━━━ 検討用本文
新型コロナ 変異ウイルスの感染者 累計6000人近くに

変異した新型コロナウイルスについて、厚生労働省はこの1週間に新たに2352人の感染が全国の自治体の検査で確認されたと発表しました。新たな確認は前の週の1.5倍に上り、これまでの感染者数は合わせて6000人近くに上っています。

全国の自治体は新型コロナウイルスの新規感染者の一部から検体を抽出したうえでイギリス、ブラジル、南アフリカ、それにフィリピンで確認されている変異ウイルスに感染していないかを調べています。

厚生労働省のまとめによりますと、20日までの1週間に青森県と岩手県、山形県福島県、佐賀県を除く42の都道府県で合わせて2352人の検体から変異ウイルスが検出されたということです。

これは前の週のおよそ1.5倍に上っています。
━━━━━━
課題 1:
変異ウイルスの記事のうち、「変異した新型コロナウイルスに」から「していないかを調べています。」までを、その語句も含めて一字も変えずに打ち直してほしい。
課題 2:
変異ウイルスの記事によれば、20日までの1週間に変異ウイルスの感染が新たに確認されたのは何人か。
課題 3:
次の(a)から(c)の記述が変異ウイルスの記事の内容と合うかどうかを判断し、それぞれ根拠となる本文の語句を正確に引用して答えよ。
(a) 新たな確認は前の週の2倍に上った。
(b) 自治体はフィリピンで確認されている変異ウイルスへの感染も調べている。
(c) 20日までの1週間に、青森県でも変異ウイルスが検出された。
━━━ 抽出データ
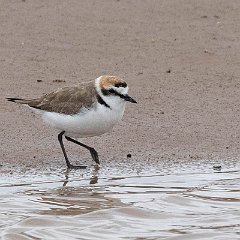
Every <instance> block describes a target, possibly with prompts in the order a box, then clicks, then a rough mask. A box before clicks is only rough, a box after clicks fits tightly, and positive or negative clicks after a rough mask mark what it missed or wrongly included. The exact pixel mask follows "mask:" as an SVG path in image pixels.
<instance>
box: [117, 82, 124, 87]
mask: <svg viewBox="0 0 240 240" xmlns="http://www.w3.org/2000/svg"><path fill="white" fill-rule="evenodd" d="M114 86H115V87H127V84H126V83H125V82H122V83H115V84H114Z"/></svg>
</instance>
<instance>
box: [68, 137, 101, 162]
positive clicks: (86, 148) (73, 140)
mask: <svg viewBox="0 0 240 240" xmlns="http://www.w3.org/2000/svg"><path fill="white" fill-rule="evenodd" d="M65 138H66V139H67V140H68V141H70V142H73V143H76V144H78V145H80V146H82V147H84V148H86V149H88V150H89V151H90V153H91V155H92V158H93V160H94V161H95V162H96V163H97V164H100V162H99V158H98V153H97V151H96V150H95V149H94V148H92V147H89V146H87V145H85V144H83V143H80V142H78V141H77V140H75V139H72V138H70V137H67V136H65Z"/></svg>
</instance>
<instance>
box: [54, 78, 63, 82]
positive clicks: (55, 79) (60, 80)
mask: <svg viewBox="0 0 240 240" xmlns="http://www.w3.org/2000/svg"><path fill="white" fill-rule="evenodd" d="M53 82H66V81H65V80H62V79H55V80H53Z"/></svg>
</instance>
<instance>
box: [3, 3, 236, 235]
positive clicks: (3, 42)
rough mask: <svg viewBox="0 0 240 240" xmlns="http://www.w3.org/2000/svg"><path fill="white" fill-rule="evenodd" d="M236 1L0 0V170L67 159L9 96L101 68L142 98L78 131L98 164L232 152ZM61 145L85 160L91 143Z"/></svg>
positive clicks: (37, 89)
mask: <svg viewBox="0 0 240 240" xmlns="http://www.w3.org/2000/svg"><path fill="white" fill-rule="evenodd" d="M239 11H240V2H239V1H237V0H235V1H233V0H231V1H224V0H222V1H219V0H212V1H207V0H200V1H198V0H196V1H190V0H179V1H175V0H165V1H158V0H140V1H131V0H126V1H125V0H112V1H110V0H104V1H94V0H88V1H77V0H70V1H62V0H52V1H47V0H44V1H30V0H22V1H21V0H18V1H1V9H0V72H1V77H0V90H1V98H0V122H1V125H0V131H1V137H0V164H1V165H2V167H1V169H0V172H1V173H2V174H5V173H9V172H11V173H14V172H15V171H17V169H18V167H19V168H20V169H21V171H22V170H23V171H28V170H30V171H31V170H32V169H35V168H37V169H45V168H52V169H58V168H60V169H64V168H65V161H64V158H63V155H62V152H61V149H60V146H59V143H58V140H57V132H56V131H55V130H53V129H51V128H49V127H48V126H46V125H45V124H44V123H42V121H41V119H40V118H39V117H38V116H36V115H34V114H33V113H32V112H31V111H30V110H29V109H28V108H26V107H24V106H19V105H17V104H13V103H10V102H7V101H6V99H5V98H7V97H24V98H34V97H39V96H41V95H43V94H45V93H48V92H50V91H52V90H55V89H57V88H59V87H63V86H66V85H72V84H75V83H78V82H84V81H88V80H93V79H95V78H97V77H98V76H101V75H104V74H110V75H118V76H120V77H121V78H123V79H125V80H126V81H127V82H128V84H129V87H130V94H131V96H133V97H134V98H136V100H137V101H138V104H137V105H131V104H129V105H128V106H127V109H126V112H125V115H124V119H123V121H122V122H121V123H120V124H119V125H118V126H116V127H115V128H114V129H113V131H111V132H109V133H107V134H105V135H103V136H101V137H94V138H88V139H83V140H82V141H83V142H84V143H85V144H88V145H90V146H94V147H95V148H96V150H98V152H99V156H100V161H101V164H102V167H103V168H106V167H110V166H114V164H115V163H116V164H120V165H121V164H122V163H124V164H125V166H126V167H127V168H128V167H129V166H130V165H131V166H132V165H133V163H136V164H140V165H141V166H142V167H143V168H144V166H146V165H151V166H155V167H156V166H157V164H160V165H161V164H162V162H176V164H181V162H188V163H189V164H192V163H194V161H197V162H198V163H199V162H201V161H203V162H209V163H211V162H213V165H214V164H218V163H219V162H221V161H222V160H224V162H225V164H226V165H227V162H228V161H229V162H232V161H234V164H235V163H236V164H237V163H239V159H240V125H239V120H240V110H239V109H240V108H239V106H240V97H239V96H240V81H239V77H240V68H239V63H240V51H239V50H240V45H239V42H240V35H239V29H240V14H239ZM66 146H67V149H68V151H69V154H70V157H71V159H72V161H73V163H75V162H80V163H84V164H87V165H89V167H90V168H91V165H92V164H93V162H92V159H91V157H90V156H89V153H88V152H87V151H84V150H83V149H81V148H78V147H77V146H73V145H72V144H68V143H66ZM129 153H130V154H131V155H132V158H127V154H129ZM128 164H130V165H128ZM220 164H221V163H220ZM175 167H176V166H175ZM209 169H211V164H210V168H209ZM18 171H19V170H18ZM136 172H137V171H136ZM112 173H113V172H112ZM114 174H115V173H114ZM106 175H107V174H106ZM110 175H111V171H110ZM10 181H11V180H10ZM120 205H121V204H120ZM118 206H119V203H118ZM86 239H87V238H86ZM152 239H153V238H152Z"/></svg>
━━━━━━
模範解答 1:
変異した新型コロナウイルスについて、厚生労働省はこの1週間に新たに2352人の感染が全国の自治体の検査で確認されたと発表しました。新たな確認は前の週の1.5倍に上り、これまでの感染者数は合わせて6000人近くに上っています。

全国の自治体は新型コロナウイルスの新規感染者の一部から検体を抽出したうえでイギリス、ブラジル、南アフリカ、それにフィリピンで確認されている変異ウイルスに感染していないかを調べています。

模範解答 2:
2352人である。

模範解答 3:
(a) 合わない。本文には「新たな確認は前の週の1.5倍に上り」とある。
(b) 合う。本文には「イギリス、ブラジル、南アフリカ、それにフィリピンで確認されている変異ウイルスに感染していないかを調べています」とある。
(c) 合わない。本文には「青森県と岩手県、山形県福島県、佐賀県を除く42の都道府県」とある。